Copy every record word for word.

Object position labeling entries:

-- begin --

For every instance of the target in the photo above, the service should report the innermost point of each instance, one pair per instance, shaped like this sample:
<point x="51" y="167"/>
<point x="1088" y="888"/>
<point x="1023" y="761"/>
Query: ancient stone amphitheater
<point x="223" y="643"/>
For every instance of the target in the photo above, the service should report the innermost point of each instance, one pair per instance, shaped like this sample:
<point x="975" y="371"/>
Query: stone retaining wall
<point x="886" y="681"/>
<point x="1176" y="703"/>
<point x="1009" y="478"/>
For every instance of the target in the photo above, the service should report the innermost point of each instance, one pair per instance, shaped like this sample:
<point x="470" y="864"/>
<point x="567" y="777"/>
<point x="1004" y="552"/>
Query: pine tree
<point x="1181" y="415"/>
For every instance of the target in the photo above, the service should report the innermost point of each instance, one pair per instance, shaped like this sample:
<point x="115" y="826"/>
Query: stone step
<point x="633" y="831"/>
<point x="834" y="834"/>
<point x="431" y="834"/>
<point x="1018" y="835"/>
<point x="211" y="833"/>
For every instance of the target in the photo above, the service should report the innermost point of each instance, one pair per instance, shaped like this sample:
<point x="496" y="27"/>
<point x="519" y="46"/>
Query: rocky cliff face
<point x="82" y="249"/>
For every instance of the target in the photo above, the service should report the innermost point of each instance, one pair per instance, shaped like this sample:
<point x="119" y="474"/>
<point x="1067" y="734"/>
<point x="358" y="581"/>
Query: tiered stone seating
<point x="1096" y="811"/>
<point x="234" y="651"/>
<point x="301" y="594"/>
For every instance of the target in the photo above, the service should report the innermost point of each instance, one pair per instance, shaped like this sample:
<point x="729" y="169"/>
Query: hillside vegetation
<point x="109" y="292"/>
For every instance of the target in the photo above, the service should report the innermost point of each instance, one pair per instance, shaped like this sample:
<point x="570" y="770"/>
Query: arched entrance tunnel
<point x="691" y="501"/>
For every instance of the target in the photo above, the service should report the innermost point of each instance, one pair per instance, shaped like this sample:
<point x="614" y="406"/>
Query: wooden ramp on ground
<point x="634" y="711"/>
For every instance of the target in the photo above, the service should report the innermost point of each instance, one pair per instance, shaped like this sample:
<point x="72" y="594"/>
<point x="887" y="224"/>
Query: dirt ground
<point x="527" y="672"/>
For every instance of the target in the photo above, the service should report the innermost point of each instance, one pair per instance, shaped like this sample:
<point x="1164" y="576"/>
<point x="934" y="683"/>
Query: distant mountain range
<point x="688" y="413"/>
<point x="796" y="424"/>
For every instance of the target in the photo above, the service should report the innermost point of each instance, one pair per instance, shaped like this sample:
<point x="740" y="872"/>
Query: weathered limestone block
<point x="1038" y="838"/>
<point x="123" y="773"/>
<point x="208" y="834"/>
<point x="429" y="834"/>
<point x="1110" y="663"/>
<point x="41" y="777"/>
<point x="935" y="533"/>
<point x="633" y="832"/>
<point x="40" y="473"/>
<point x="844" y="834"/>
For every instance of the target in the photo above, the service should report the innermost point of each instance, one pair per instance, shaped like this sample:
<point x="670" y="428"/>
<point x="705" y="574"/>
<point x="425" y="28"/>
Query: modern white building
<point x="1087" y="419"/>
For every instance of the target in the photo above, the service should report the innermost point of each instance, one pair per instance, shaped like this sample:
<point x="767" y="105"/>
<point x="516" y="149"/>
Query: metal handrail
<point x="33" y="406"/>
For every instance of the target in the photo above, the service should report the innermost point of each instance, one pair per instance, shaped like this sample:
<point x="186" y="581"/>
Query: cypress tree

-- end --

**Solution for this exercise**
For every instance of the target in the photo above, the service should report the innermost point of each instance, one pair per instance, shaped like this sample:
<point x="51" y="167"/>
<point x="1088" y="888"/>
<point x="1023" y="761"/>
Query: ancient stone amphitheater
<point x="223" y="643"/>
For every instance of the target in the photo above, the service should report the innermost point of each instance, one pair per instance, shaped like this sample:
<point x="975" y="371"/>
Query: stone retaining wall
<point x="886" y="681"/>
<point x="1176" y="703"/>
<point x="1009" y="478"/>
For every instance of the target in the photo above, the service should report the innermost point of each instance, one pair per instance, shaped like this sample:
<point x="470" y="864"/>
<point x="567" y="777"/>
<point x="1004" y="552"/>
Query: pine tree
<point x="1181" y="415"/>
For every instance of the target in the photo above, the service should report the innermost point of each instance, one pair per instance, shaped like this sample:
<point x="115" y="826"/>
Query: stone step
<point x="633" y="831"/>
<point x="834" y="834"/>
<point x="431" y="834"/>
<point x="1018" y="835"/>
<point x="211" y="833"/>
For every instance of the target in the photo above, the service should report the innermost point of each instance, one pair per instance, shaped like this sample:
<point x="496" y="27"/>
<point x="519" y="46"/>
Query: rocky cliff face
<point x="82" y="249"/>
For every instance of the target in the photo above, the service should report the innermost point of each instance, one pair per instance, shaped like this sample:
<point x="119" y="474"/>
<point x="1067" y="734"/>
<point x="358" y="581"/>
Query: tiered stone seating
<point x="1096" y="811"/>
<point x="234" y="651"/>
<point x="301" y="594"/>
For every instance of the target in the photo above, the service should report the innermost point of each instance, one pair per instance, shaped like this sample:
<point x="729" y="169"/>
Query: hillside vegetation
<point x="109" y="292"/>
For every instance of the target in the photo above, the service should report the innermost point of each instance, one pair per instance, shaped like this sample:
<point x="570" y="770"/>
Query: arched entrance tunnel
<point x="691" y="501"/>
For every instance of the target in the photo above, the service should report the innermost point of each instance, one pair per instance, shaped like this sample:
<point x="614" y="406"/>
Query: wooden ramp on ground
<point x="634" y="711"/>
For every instance of the target in the photo above, the service should report the innermost point of each instance, one pair per instance, shaped like this sample:
<point x="72" y="594"/>
<point x="887" y="224"/>
Query: dirt ground
<point x="527" y="672"/>
For every instance of the target in the photo above, the service should report the innermost point of each instance, one pair per instance, shaped like this sample:
<point x="1164" y="576"/>
<point x="934" y="683"/>
Query: distant mountain range
<point x="688" y="413"/>
<point x="796" y="424"/>
For every instance of the target in the photo above, the service should report the innermost point of each instance, one pair per instance, shaped like this sample:
<point x="740" y="872"/>
Query: weathered limestone block
<point x="1038" y="838"/>
<point x="123" y="773"/>
<point x="208" y="834"/>
<point x="429" y="834"/>
<point x="1110" y="663"/>
<point x="41" y="777"/>
<point x="935" y="533"/>
<point x="633" y="832"/>
<point x="40" y="473"/>
<point x="844" y="834"/>
For every instance of the target in the photo above, the service should report the innermost point of each instance, one pair per instance, shaped like this sample:
<point x="670" y="428"/>
<point x="705" y="574"/>
<point x="425" y="28"/>
Query: modern white building
<point x="1087" y="419"/>
For every instance of the target in the photo above, the service should report the innermost point of each instance, one pair per instance, shaped like this sample:
<point x="767" y="105"/>
<point x="516" y="149"/>
Query: metal handrail
<point x="33" y="406"/>
For every instance of the target in the photo above, the service should report the innermost point of each instance, one pair per instance, shaped like this sample:
<point x="186" y="581"/>
Query: cypress tree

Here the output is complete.